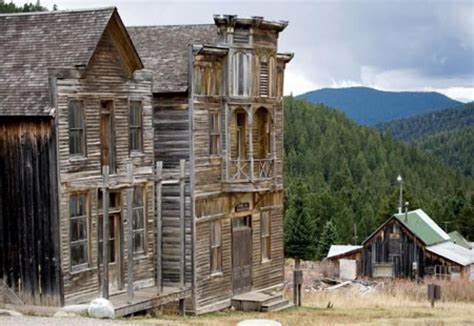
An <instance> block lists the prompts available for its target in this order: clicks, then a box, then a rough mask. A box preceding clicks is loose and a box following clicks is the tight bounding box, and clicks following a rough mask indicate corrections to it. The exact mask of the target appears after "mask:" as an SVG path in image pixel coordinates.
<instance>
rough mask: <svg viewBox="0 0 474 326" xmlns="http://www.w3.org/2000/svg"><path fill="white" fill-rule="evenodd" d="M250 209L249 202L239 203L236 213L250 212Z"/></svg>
mask: <svg viewBox="0 0 474 326" xmlns="http://www.w3.org/2000/svg"><path fill="white" fill-rule="evenodd" d="M249 209H250V203H249V202H246V203H238V204H237V205H235V212H236V213H238V212H244V211H248V210H249Z"/></svg>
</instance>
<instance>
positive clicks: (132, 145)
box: [128, 101, 143, 152]
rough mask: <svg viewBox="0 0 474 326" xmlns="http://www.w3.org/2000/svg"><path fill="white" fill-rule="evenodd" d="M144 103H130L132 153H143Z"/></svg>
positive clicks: (131, 146) (130, 143)
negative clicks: (143, 127)
mask: <svg viewBox="0 0 474 326" xmlns="http://www.w3.org/2000/svg"><path fill="white" fill-rule="evenodd" d="M142 112H143V109H142V102H140V101H130V110H129V137H128V139H129V146H130V152H142V151H143V123H142V121H143V120H142Z"/></svg>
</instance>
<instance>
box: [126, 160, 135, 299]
mask: <svg viewBox="0 0 474 326" xmlns="http://www.w3.org/2000/svg"><path fill="white" fill-rule="evenodd" d="M127 179H128V183H129V187H128V189H127V231H128V237H127V238H128V246H127V248H128V265H127V266H128V271H127V297H128V302H129V303H132V301H133V295H134V293H133V221H132V219H133V163H131V162H129V163H127Z"/></svg>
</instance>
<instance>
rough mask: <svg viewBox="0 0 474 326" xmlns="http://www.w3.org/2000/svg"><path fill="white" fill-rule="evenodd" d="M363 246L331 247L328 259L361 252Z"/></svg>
mask: <svg viewBox="0 0 474 326" xmlns="http://www.w3.org/2000/svg"><path fill="white" fill-rule="evenodd" d="M361 249H362V246H351V245H331V247H330V248H329V252H328V254H327V256H326V258H333V257H336V256H340V255H344V254H348V253H350V252H352V251H357V250H361Z"/></svg>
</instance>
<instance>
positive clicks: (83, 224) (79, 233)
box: [69, 193, 89, 270]
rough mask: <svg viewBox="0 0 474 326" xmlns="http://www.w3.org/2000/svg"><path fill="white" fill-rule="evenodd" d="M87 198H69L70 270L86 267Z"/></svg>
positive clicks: (87, 255) (78, 195) (86, 260)
mask: <svg viewBox="0 0 474 326" xmlns="http://www.w3.org/2000/svg"><path fill="white" fill-rule="evenodd" d="M87 215H88V209H87V196H86V194H84V193H83V194H75V195H71V197H70V198H69V217H70V237H71V238H70V241H71V243H70V244H71V268H72V269H73V270H74V269H78V268H81V267H83V266H87V264H88V262H89V260H88V259H89V258H88V232H87V220H88V218H87Z"/></svg>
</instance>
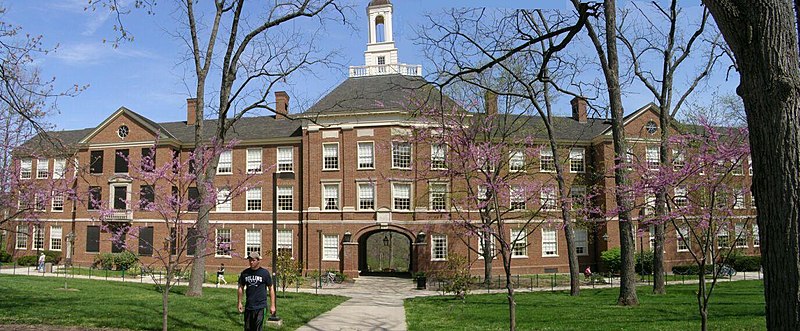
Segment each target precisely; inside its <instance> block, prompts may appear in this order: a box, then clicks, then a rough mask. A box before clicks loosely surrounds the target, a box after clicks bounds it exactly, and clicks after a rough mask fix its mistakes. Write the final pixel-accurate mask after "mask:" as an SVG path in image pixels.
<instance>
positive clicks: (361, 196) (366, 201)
mask: <svg viewBox="0 0 800 331" xmlns="http://www.w3.org/2000/svg"><path fill="white" fill-rule="evenodd" d="M358 209H359V210H373V209H375V184H373V183H359V184H358Z"/></svg>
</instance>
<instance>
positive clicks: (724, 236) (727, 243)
mask: <svg viewBox="0 0 800 331" xmlns="http://www.w3.org/2000/svg"><path fill="white" fill-rule="evenodd" d="M730 246H731V243H730V234H729V233H728V227H727V226H724V225H723V226H720V227H719V229H717V247H719V248H727V247H730Z"/></svg>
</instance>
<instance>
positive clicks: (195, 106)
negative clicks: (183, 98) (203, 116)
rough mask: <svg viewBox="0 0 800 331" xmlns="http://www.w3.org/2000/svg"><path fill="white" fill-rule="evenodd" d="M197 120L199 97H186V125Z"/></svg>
mask: <svg viewBox="0 0 800 331" xmlns="http://www.w3.org/2000/svg"><path fill="white" fill-rule="evenodd" d="M196 122H197V99H196V98H188V99H186V125H187V126H193V125H194V124H195V123H196Z"/></svg>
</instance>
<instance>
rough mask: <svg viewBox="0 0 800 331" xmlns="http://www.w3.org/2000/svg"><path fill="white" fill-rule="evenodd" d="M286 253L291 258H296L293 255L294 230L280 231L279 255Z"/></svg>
mask: <svg viewBox="0 0 800 331" xmlns="http://www.w3.org/2000/svg"><path fill="white" fill-rule="evenodd" d="M284 252H285V253H288V254H289V256H294V255H293V253H292V230H278V254H280V253H284Z"/></svg>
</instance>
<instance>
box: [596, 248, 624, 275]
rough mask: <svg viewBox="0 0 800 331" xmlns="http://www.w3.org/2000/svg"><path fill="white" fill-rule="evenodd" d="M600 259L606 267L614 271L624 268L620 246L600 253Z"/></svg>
mask: <svg viewBox="0 0 800 331" xmlns="http://www.w3.org/2000/svg"><path fill="white" fill-rule="evenodd" d="M600 259H601V260H602V261H603V265H604V266H605V267H606V269H608V271H611V272H612V273H614V272H618V271H620V270H621V269H622V253H621V251H620V249H619V247H617V248H612V249H609V250H607V251H605V252H603V253H600Z"/></svg>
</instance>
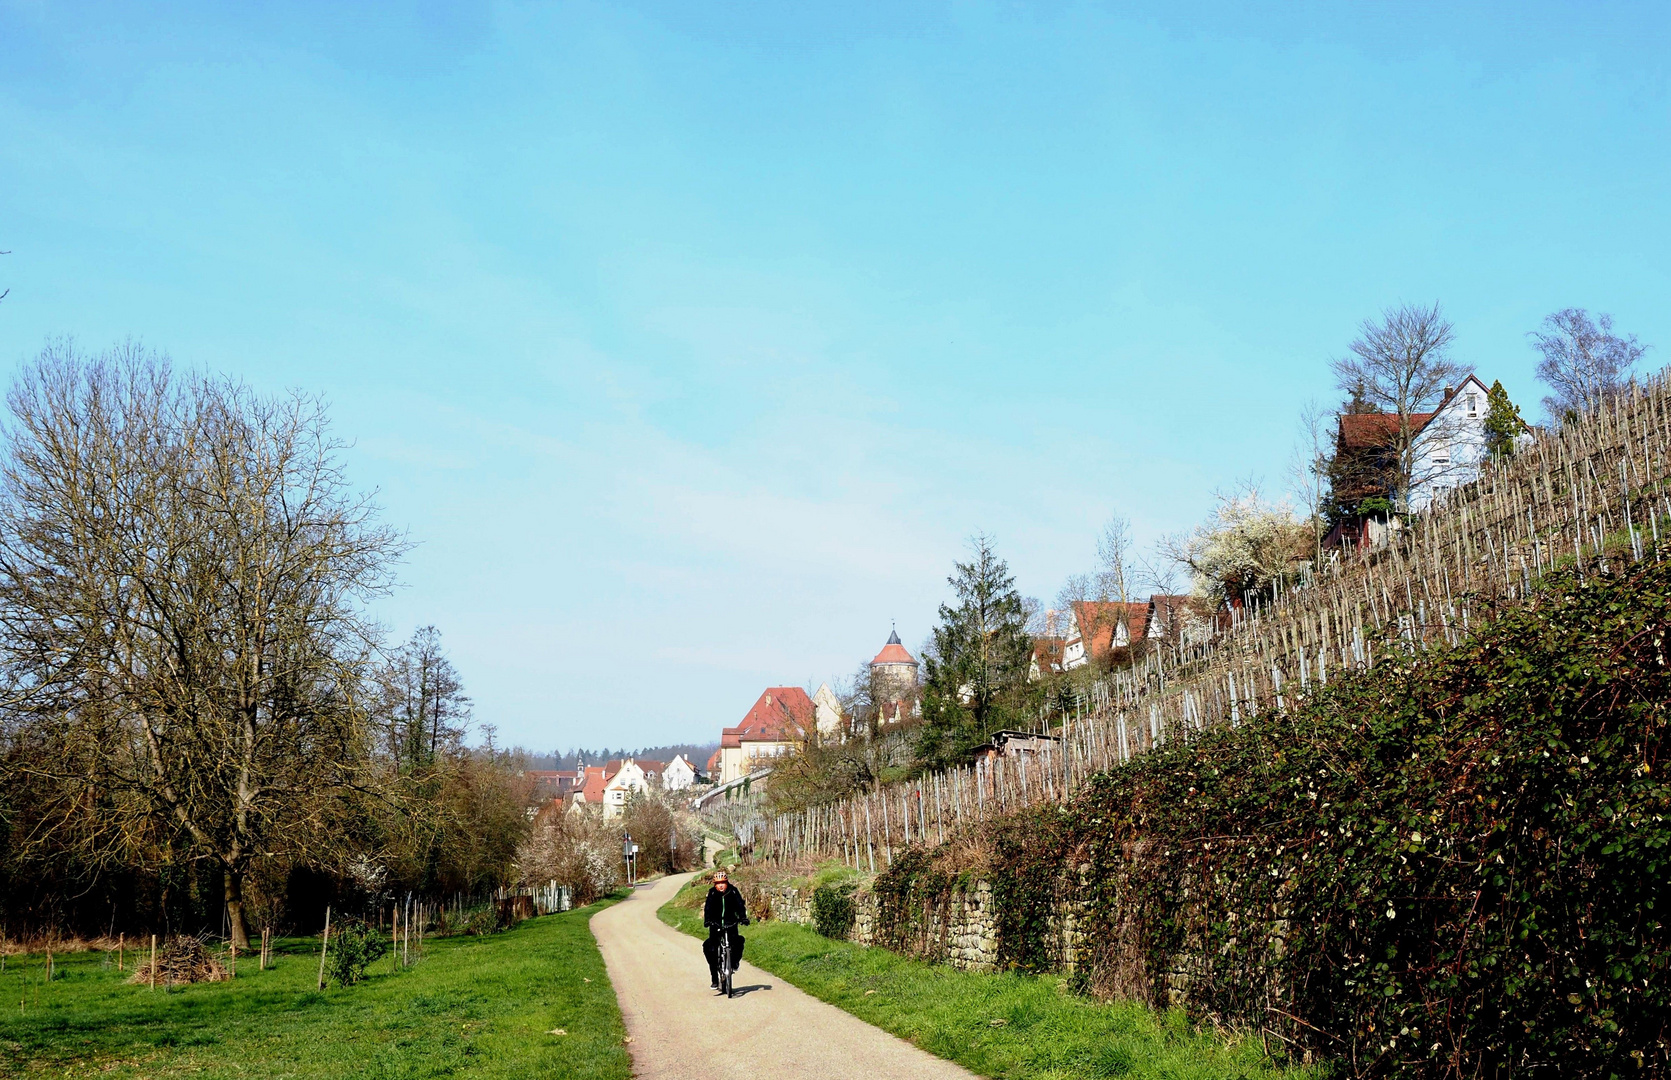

__ACTION ITEM__.
Reproduce every line of the records above verbatim, but omit the pictures from your copy.

__ANSWER FOR THIS EXERCISE__.
An <instance> block lists the prompts available for its target in this order: clicks, then a box, then a rough mask. A box preceding clicks is loose and a box following clicks is the tight bounding box, and clicks following a rough mask indicate corrections to it. The exact mask of the target appears after "mask:" as an SVG path in image pixel coordinates.
<instance>
rough mask: <svg viewBox="0 0 474 326" xmlns="http://www.w3.org/2000/svg"><path fill="white" fill-rule="evenodd" d="M250 209L249 202L239 203L236 213L250 212Z"/></svg>
mask: <svg viewBox="0 0 474 326" xmlns="http://www.w3.org/2000/svg"><path fill="white" fill-rule="evenodd" d="M249 209H250V203H249V202H246V203H238V204H237V205H235V212H236V213H238V212H244V211H248V210H249Z"/></svg>
</instance>
<instance>
positive clicks: (132, 145)
box: [128, 101, 143, 152]
rough mask: <svg viewBox="0 0 474 326" xmlns="http://www.w3.org/2000/svg"><path fill="white" fill-rule="evenodd" d="M144 103H130L132 153H143Z"/></svg>
positive clicks: (131, 146) (130, 143)
negative clicks: (143, 127)
mask: <svg viewBox="0 0 474 326" xmlns="http://www.w3.org/2000/svg"><path fill="white" fill-rule="evenodd" d="M142 112H143V109H142V102H140V101H130V110H129V137H128V139H129V146H130V152H142V151H143V123H142V121H143V120H142Z"/></svg>
</instance>
<instance>
box: [126, 160, 135, 299]
mask: <svg viewBox="0 0 474 326" xmlns="http://www.w3.org/2000/svg"><path fill="white" fill-rule="evenodd" d="M127 179H128V183H129V187H128V189H127V231H128V237H127V238H128V246H127V248H128V265H127V266H128V271H127V297H128V302H129V303H132V301H133V295H134V293H133V221H132V219H133V163H131V162H129V163H127Z"/></svg>
</instance>
<instance>
rough mask: <svg viewBox="0 0 474 326" xmlns="http://www.w3.org/2000/svg"><path fill="white" fill-rule="evenodd" d="M363 246L331 247L328 259L361 252Z"/></svg>
mask: <svg viewBox="0 0 474 326" xmlns="http://www.w3.org/2000/svg"><path fill="white" fill-rule="evenodd" d="M361 249H362V246H351V245H331V247H330V248H329V252H328V254H327V256H326V258H333V257H336V256H340V255H344V254H348V253H350V252H352V251H357V250H361Z"/></svg>
</instance>
<instance>
positive clicks: (83, 224) (79, 233)
box: [69, 193, 89, 270]
rough mask: <svg viewBox="0 0 474 326" xmlns="http://www.w3.org/2000/svg"><path fill="white" fill-rule="evenodd" d="M87 198H69L70 270L86 267Z"/></svg>
positive clicks: (87, 255) (78, 195) (86, 260)
mask: <svg viewBox="0 0 474 326" xmlns="http://www.w3.org/2000/svg"><path fill="white" fill-rule="evenodd" d="M87 215H88V209H87V196H86V194H84V193H83V194H75V195H71V197H70V198H69V217H70V237H71V238H70V241H71V243H70V244H71V268H72V269H73V270H74V269H78V268H81V267H83V266H87V264H88V262H89V260H88V259H89V258H88V232H87V220H88V218H87Z"/></svg>
</instance>
Segment each target precisely; inside its <instance> block, prompts may appear in this order: a box, then clicks, then a rough mask. A box before clicks loosely surrounds the target, a box after clicks bounds it exactly, and clicks after a rough mask fix its mistakes. Write the final pixel-accurate mask after "mask:" as an SVG path in image pixels.
<instance>
positive clicks: (361, 196) (366, 201)
mask: <svg viewBox="0 0 800 331" xmlns="http://www.w3.org/2000/svg"><path fill="white" fill-rule="evenodd" d="M358 209H359V210H373V209H375V184H373V183H359V184H358Z"/></svg>
</instance>
<instance>
positive clicks: (724, 236) (727, 243)
mask: <svg viewBox="0 0 800 331" xmlns="http://www.w3.org/2000/svg"><path fill="white" fill-rule="evenodd" d="M730 246H731V243H730V234H729V233H728V227H727V226H724V225H723V226H720V227H719V229H717V247H719V248H727V247H730Z"/></svg>
</instance>
<instance>
positive clicks: (195, 106)
negative clicks: (183, 98) (203, 116)
rough mask: <svg viewBox="0 0 800 331" xmlns="http://www.w3.org/2000/svg"><path fill="white" fill-rule="evenodd" d="M197 120L199 97H186V125Z"/></svg>
mask: <svg viewBox="0 0 800 331" xmlns="http://www.w3.org/2000/svg"><path fill="white" fill-rule="evenodd" d="M196 122H197V99H196V98H188V99H186V125H187V126H193V125H194V124H195V123H196Z"/></svg>
</instance>
<instance>
rough mask: <svg viewBox="0 0 800 331" xmlns="http://www.w3.org/2000/svg"><path fill="white" fill-rule="evenodd" d="M286 253L291 258H296L293 255L294 230L280 231L279 255Z"/></svg>
mask: <svg viewBox="0 0 800 331" xmlns="http://www.w3.org/2000/svg"><path fill="white" fill-rule="evenodd" d="M284 252H285V253H288V254H289V256H294V255H293V253H292V230H278V254H280V253H284Z"/></svg>
</instance>
<instance>
box: [596, 248, 624, 275]
rough mask: <svg viewBox="0 0 800 331" xmlns="http://www.w3.org/2000/svg"><path fill="white" fill-rule="evenodd" d="M600 259L606 267L614 271L624 268L620 246L600 253Z"/></svg>
mask: <svg viewBox="0 0 800 331" xmlns="http://www.w3.org/2000/svg"><path fill="white" fill-rule="evenodd" d="M600 259H601V260H602V261H603V265H604V266H605V267H606V269H608V271H611V272H612V273H614V272H618V271H620V270H621V269H622V253H621V251H620V249H619V247H617V248H612V249H609V250H607V251H605V252H603V253H600Z"/></svg>
</instance>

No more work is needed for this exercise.